Below are some entries. Count the lines where "grey" appears and state only that number.

(Saved data entries)
[Start of section]

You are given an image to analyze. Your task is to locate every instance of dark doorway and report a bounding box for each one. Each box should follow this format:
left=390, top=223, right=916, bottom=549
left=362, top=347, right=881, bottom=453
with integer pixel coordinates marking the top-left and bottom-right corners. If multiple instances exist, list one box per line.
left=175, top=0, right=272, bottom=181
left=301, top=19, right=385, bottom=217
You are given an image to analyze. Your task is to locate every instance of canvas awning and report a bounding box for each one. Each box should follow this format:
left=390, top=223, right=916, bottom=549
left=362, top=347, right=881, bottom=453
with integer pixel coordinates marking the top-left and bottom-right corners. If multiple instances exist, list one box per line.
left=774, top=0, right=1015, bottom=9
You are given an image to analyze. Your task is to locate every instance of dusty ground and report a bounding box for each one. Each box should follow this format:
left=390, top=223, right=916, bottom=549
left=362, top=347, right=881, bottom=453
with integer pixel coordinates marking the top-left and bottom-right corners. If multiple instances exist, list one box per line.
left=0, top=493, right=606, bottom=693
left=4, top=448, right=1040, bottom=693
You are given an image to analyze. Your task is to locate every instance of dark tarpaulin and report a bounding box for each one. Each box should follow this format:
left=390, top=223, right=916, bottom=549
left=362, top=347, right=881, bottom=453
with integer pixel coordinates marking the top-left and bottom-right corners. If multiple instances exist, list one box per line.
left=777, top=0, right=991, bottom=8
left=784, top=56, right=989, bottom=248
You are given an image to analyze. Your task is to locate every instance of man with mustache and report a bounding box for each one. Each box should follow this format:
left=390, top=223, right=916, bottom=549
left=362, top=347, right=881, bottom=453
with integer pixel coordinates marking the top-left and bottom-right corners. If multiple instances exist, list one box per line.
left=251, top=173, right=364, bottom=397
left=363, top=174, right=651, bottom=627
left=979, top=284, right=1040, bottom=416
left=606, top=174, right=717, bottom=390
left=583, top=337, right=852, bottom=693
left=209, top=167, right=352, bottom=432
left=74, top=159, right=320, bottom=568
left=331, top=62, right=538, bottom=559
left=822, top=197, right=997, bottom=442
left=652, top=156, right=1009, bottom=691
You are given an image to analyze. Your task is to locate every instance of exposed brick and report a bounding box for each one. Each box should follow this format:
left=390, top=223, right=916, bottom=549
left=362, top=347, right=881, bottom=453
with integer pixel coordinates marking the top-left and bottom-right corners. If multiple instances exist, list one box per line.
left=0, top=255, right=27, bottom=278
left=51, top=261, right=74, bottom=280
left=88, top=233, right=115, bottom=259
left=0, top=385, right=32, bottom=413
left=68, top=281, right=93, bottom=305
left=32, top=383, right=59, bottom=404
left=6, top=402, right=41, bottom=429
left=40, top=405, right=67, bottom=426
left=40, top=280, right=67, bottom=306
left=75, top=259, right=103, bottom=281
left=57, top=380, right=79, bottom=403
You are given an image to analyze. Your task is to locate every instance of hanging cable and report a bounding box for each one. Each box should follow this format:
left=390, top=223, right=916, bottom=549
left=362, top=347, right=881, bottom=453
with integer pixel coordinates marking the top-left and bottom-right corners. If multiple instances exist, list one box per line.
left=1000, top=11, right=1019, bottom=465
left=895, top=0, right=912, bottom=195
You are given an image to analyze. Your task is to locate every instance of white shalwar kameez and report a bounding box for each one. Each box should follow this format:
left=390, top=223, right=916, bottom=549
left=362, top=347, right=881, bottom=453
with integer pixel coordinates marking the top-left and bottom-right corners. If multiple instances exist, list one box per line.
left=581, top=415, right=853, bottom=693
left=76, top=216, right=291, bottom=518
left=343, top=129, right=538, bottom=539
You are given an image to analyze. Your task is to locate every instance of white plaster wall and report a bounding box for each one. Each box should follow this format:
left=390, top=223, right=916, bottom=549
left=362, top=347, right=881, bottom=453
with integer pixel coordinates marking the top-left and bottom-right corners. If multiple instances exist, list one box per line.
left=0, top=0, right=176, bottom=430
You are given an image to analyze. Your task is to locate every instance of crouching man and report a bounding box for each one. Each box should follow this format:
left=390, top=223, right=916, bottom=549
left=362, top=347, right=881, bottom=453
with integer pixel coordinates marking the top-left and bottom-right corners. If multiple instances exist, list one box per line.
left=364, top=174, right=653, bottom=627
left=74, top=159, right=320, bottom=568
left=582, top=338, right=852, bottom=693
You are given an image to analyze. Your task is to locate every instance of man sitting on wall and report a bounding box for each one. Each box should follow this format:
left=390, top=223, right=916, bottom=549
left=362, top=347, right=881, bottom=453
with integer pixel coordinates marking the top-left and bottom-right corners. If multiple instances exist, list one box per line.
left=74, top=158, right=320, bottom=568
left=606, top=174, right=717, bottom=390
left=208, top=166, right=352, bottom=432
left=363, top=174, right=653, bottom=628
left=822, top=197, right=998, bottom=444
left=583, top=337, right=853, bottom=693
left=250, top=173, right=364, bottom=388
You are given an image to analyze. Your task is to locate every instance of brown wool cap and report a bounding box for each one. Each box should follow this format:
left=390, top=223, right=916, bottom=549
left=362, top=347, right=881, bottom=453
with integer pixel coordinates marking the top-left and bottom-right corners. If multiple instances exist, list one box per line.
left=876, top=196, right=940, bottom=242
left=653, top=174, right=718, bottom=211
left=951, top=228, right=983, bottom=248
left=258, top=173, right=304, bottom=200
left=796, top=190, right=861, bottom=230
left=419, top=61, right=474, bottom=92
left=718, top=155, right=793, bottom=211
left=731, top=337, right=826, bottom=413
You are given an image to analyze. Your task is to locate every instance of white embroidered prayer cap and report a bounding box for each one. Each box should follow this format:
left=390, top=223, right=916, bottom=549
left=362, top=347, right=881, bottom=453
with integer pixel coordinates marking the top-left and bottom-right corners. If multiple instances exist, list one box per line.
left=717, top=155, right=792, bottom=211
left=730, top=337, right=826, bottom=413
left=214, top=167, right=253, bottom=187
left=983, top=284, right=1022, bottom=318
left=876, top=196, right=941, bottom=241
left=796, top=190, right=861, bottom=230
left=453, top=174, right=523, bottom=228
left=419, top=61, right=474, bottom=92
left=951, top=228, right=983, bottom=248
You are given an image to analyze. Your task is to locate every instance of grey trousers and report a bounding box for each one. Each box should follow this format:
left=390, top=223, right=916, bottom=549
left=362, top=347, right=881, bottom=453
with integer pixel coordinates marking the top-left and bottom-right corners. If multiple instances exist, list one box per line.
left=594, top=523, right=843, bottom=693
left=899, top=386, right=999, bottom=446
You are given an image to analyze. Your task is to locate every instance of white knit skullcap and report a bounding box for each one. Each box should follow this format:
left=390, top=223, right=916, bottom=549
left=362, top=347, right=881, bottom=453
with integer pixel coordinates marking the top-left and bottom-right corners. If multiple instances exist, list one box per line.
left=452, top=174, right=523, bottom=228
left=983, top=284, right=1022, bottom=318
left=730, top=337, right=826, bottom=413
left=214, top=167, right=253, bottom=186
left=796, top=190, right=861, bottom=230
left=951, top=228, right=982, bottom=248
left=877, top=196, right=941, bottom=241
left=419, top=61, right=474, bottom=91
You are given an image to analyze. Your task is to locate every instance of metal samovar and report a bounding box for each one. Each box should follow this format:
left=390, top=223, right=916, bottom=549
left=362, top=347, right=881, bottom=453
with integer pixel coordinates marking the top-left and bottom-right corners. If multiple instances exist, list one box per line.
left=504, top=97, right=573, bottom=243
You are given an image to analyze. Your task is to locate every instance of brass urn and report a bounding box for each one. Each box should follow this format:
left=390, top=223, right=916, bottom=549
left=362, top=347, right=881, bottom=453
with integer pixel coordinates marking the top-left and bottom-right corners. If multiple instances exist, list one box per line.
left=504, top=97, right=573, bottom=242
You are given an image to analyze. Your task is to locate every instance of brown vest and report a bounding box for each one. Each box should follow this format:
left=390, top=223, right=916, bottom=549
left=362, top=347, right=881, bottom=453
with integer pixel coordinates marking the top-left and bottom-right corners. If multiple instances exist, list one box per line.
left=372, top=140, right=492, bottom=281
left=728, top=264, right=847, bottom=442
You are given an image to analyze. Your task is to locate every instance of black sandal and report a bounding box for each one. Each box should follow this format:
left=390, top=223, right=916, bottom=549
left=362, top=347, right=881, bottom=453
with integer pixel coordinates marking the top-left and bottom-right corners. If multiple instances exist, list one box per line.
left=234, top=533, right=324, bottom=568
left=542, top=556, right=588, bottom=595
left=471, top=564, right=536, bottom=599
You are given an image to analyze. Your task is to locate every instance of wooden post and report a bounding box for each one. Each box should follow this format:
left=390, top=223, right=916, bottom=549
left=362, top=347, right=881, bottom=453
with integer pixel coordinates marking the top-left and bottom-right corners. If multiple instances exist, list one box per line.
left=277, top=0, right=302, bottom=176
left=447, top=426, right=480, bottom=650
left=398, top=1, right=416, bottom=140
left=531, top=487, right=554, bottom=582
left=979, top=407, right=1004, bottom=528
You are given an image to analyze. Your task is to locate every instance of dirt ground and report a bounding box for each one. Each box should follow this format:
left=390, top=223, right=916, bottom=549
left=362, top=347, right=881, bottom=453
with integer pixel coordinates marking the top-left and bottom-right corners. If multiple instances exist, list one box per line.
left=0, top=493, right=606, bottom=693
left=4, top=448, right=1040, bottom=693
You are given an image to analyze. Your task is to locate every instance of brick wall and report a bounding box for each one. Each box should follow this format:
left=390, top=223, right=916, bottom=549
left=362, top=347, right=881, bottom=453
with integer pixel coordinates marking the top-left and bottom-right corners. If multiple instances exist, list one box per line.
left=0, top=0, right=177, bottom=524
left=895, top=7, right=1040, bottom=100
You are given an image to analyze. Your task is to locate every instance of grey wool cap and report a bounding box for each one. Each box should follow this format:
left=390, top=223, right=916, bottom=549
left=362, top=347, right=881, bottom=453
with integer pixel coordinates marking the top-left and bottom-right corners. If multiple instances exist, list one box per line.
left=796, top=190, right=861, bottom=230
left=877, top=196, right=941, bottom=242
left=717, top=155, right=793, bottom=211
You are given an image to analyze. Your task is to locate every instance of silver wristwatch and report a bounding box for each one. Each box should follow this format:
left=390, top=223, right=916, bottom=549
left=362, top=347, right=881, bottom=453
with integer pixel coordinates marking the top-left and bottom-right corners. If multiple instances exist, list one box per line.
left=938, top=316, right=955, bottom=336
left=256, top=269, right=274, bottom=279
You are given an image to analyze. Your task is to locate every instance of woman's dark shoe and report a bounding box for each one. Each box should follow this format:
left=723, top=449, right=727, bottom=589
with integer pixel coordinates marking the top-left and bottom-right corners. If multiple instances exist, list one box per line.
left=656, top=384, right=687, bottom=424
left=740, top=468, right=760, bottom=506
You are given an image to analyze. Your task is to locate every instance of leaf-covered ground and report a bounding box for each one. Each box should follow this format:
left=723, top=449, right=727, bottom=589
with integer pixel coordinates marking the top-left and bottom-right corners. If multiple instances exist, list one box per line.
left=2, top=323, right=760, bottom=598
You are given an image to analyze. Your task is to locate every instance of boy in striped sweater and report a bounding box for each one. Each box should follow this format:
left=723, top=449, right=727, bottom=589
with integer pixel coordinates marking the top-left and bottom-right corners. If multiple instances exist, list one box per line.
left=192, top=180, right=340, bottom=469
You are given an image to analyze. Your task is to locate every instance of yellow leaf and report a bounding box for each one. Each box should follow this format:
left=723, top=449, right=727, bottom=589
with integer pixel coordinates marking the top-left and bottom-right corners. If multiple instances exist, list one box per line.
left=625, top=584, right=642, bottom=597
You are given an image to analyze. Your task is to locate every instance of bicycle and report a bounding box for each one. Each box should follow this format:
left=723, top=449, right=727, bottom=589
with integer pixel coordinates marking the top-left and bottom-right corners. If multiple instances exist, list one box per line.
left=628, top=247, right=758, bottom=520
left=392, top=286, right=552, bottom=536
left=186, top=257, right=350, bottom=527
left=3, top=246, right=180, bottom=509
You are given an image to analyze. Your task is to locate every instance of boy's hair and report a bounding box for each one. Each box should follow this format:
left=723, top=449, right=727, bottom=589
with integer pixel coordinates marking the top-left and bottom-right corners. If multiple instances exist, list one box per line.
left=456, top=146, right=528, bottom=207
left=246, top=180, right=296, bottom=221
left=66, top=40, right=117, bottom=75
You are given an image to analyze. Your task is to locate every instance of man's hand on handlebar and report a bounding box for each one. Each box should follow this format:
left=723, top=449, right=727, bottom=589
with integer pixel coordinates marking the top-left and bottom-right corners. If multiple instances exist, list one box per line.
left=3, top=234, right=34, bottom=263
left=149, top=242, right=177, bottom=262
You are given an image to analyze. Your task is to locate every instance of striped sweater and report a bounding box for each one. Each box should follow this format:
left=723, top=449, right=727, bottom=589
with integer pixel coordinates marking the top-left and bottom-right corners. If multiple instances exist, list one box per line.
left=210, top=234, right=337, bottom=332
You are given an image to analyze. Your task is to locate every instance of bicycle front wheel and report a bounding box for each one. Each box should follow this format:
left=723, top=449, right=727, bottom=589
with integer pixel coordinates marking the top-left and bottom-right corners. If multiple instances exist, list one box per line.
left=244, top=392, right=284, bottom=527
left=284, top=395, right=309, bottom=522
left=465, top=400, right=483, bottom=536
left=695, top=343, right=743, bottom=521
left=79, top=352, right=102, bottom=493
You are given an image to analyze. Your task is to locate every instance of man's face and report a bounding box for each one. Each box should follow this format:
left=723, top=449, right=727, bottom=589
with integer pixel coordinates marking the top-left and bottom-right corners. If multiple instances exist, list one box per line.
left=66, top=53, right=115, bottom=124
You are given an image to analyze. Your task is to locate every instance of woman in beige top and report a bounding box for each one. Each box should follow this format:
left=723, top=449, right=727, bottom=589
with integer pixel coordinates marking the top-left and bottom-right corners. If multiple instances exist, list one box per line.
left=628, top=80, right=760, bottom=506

[End of section]

■ The completed task ■
2